* [Extract provided]:
Hi Brian,

On 7/22/24 6:00 PM, Brian Hutchinson wrote:
Hi Kienan,

Took a while to gather your grocery list but I think I have most of it below ;)

thanks for all the extra info. Replies inline below, but I'll cut a lot of the long output for readability.

tl;dr the environment continues to be weird, but my present suspicion is that something in either compilation, the linking of your app (eg. with ld when producing the executable), or some post linking stripping might be causing issues.

I will stop digging into further hypotheticals on my side as there is no reproducer for both the environment and the application. If you ever end up with a minimal reproducer that you can share, I'd be more than happy to examine it.


I may have not been clear.  Most of the application components are statically linked but I think there are some that are built as shared objects (.so's) so that's what I was referring to.  I know that lttng-ust is dynamically linked ... I think the lttng-ust docs say this is only option but also makes reference to the fact static linking was once possible (in some versions of the documentation) but not supported anymore (I probably have the docs memorized by now ha, ha ... I've looked at many, many versions of them).

Just for full disclosure my ldd looks like:

        linux-vdso.so.1 (0x0000ffffab196000)
        libfcgi.so.0 => /usr/lib/libfcgi.so.0 (0x0000ffffa57f0000)
       liblttng-ust.so.1 => /usr/lib/liblttng-ust.so.1 (0x0000ffffa5750000)
        libxml2.so.2 => /usr/lib/libxml2.so.2 (0x0000ffffa55d0000)
        librt.so.1 => /lib/librt.so.1 (0x0000ffffa55b0000)
        libm.so.6 => /lib/libm.so.6 (0x0000ffffa5510000)
        libstdc++.so.6 => /usr/lib/libstdc++.so.6 (0x0000ffffa52f0000)

* [Data section]:

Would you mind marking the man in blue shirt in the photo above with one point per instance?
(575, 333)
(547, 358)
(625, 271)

* [What you will do]:
• a. In the thread about lttng-ust linking, which library is described as dynamically linked?
• b. For each statement, say whether it agrees with the thread about lttng-ust linking, and quote the words that decide it. (i) A reproducer exists for both the environment and the application. (ii) Most of the application components are statically linked. (iii) The ldd output places librt.so.1 under /usr/lib.
The data shown after the thread about lttng-ust linking plays no part in what is asked here.

* [Expected answers]:
• a. lttng-ust

• b.
(i) No: "there is no reproducer for both the environment and the application"
(ii) Yes: "Most of the application components are statically linked"
(iii) No: "librt.so.1 => /lib/librt.so.1"